▸ Problem
Return the records below character for character.
BEGIN Data to examine
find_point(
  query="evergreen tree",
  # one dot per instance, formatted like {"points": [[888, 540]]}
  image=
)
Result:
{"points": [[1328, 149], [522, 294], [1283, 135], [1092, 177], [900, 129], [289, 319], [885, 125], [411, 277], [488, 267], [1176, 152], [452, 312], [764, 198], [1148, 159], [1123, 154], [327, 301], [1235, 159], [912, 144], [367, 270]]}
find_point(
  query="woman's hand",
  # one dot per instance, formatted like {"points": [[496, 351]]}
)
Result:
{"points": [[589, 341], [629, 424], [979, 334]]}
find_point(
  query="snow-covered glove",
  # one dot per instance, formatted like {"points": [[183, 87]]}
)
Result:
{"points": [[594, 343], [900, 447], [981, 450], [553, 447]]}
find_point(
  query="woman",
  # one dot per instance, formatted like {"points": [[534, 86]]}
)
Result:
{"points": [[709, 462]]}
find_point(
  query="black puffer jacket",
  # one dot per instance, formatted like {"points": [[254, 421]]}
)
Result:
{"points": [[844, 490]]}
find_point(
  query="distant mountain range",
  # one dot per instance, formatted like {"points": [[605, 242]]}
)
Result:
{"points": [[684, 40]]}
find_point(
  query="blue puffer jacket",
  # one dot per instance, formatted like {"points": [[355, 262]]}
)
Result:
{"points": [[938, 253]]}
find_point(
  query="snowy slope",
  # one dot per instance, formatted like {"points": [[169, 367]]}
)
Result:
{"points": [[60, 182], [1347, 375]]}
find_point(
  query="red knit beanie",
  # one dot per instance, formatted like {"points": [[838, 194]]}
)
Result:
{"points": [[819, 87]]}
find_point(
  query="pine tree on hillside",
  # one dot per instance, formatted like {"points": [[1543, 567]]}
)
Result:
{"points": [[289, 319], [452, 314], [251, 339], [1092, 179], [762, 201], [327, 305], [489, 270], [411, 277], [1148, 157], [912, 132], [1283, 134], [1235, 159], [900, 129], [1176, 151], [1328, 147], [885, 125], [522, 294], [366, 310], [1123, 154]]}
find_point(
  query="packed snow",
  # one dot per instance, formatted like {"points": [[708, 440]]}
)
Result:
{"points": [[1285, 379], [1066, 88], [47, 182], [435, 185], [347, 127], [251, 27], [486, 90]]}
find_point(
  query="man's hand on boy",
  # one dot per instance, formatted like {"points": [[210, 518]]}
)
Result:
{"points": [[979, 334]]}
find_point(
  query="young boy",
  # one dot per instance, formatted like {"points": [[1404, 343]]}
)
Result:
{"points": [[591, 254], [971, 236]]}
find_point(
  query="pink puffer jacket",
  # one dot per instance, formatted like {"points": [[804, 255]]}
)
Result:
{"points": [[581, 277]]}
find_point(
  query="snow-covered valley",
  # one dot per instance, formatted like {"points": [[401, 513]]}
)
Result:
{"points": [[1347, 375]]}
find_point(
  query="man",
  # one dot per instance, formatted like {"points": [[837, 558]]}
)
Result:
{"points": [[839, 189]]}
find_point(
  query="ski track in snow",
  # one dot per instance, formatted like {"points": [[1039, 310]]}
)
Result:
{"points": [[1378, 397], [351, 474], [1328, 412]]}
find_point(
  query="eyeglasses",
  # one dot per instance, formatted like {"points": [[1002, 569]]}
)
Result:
END Data to examine
▸ Written solution
find_point(
  query="evergreen tree",
  # one dot per instance, formatted like {"points": [[888, 540]]}
  image=
)
Result:
{"points": [[1328, 149], [522, 294], [1283, 135], [1092, 177], [900, 129], [289, 319], [885, 125], [411, 277], [488, 267], [1176, 152], [452, 312], [764, 198], [1148, 159], [1123, 154], [327, 301], [1235, 159], [912, 144], [367, 270]]}
find_point(
  query="woman's hand",
  # one dot per instance, formatted like {"points": [[496, 351]]}
)
Result:
{"points": [[589, 341], [629, 424], [979, 334]]}
find_point(
  query="snow-covered glove",
  # one dot per instance, formatted like {"points": [[183, 87]]}
)
Result:
{"points": [[594, 343], [900, 447], [981, 450], [553, 447]]}
find_point(
  query="woman",
  # one dot per instance, formatted like {"points": [[534, 86]]}
)
Result:
{"points": [[709, 462]]}
find_point(
  query="black puffer jacket",
  # one dot per instance, formatted like {"points": [[254, 421]]}
)
Result:
{"points": [[844, 490]]}
find_point(
  query="distant mountain range",
  # one dot per instance, formatted like {"points": [[605, 242]]}
)
Result:
{"points": [[684, 40]]}
find_point(
  query="blue puffer jacket",
  # one dot per instance, formatted like {"points": [[355, 262]]}
)
Result:
{"points": [[938, 253]]}
find_point(
  query="snowy slope",
  # one dot per instance, formatted like {"points": [[169, 367]]}
)
Result:
{"points": [[60, 182], [1347, 375]]}
find_point(
  query="red knit beanie",
  # one dot per instance, formatted like {"points": [[838, 194]]}
)
Result:
{"points": [[819, 87]]}
find_point(
  query="pine tree on hillside",
  # one dot per instance, formatted like {"points": [[1543, 567]]}
)
Result:
{"points": [[289, 319], [452, 314], [251, 339], [1092, 179], [762, 201], [327, 305], [489, 270], [411, 277], [1148, 157], [912, 132], [1283, 134], [1235, 159], [900, 129], [1176, 151], [1328, 147], [885, 125], [522, 294], [366, 310], [1123, 154]]}
find_point(
  query="packed snow",
  # one dot per instance, formatted like {"points": [[708, 440]]}
)
Result:
{"points": [[1285, 379], [1066, 88], [47, 182], [435, 185], [347, 127], [251, 27], [486, 90]]}
find_point(
  query="man's hand on boy",
  # one dot per instance, formatted like {"points": [[210, 518]]}
)
Result:
{"points": [[979, 334]]}
find_point(
  query="young boy",
  # one dot per instance, formatted like {"points": [[1404, 343]]}
)
Result:
{"points": [[591, 254], [971, 236]]}
find_point(
  query="pink puffer jacket",
  # one dot per instance, formatted like {"points": [[804, 255]]}
)
Result:
{"points": [[581, 277]]}
find_point(
  query="snow-covered valley",
  # one dot per instance, formatted like {"points": [[401, 513]]}
)
Result:
{"points": [[1347, 375]]}
find_point(
  query="man",
  # one dot per instance, formatted like {"points": [[837, 558]]}
)
Result:
{"points": [[839, 189]]}
find_point(
  query="ski track in snow",
  # one dot per instance, formatted like {"points": [[1039, 310]]}
)
Result:
{"points": [[1378, 397], [351, 474], [1328, 412]]}
find_point(
  query="eyeglasses",
  # one dot per instance, formatted like {"points": [[1002, 569]]}
)
Result:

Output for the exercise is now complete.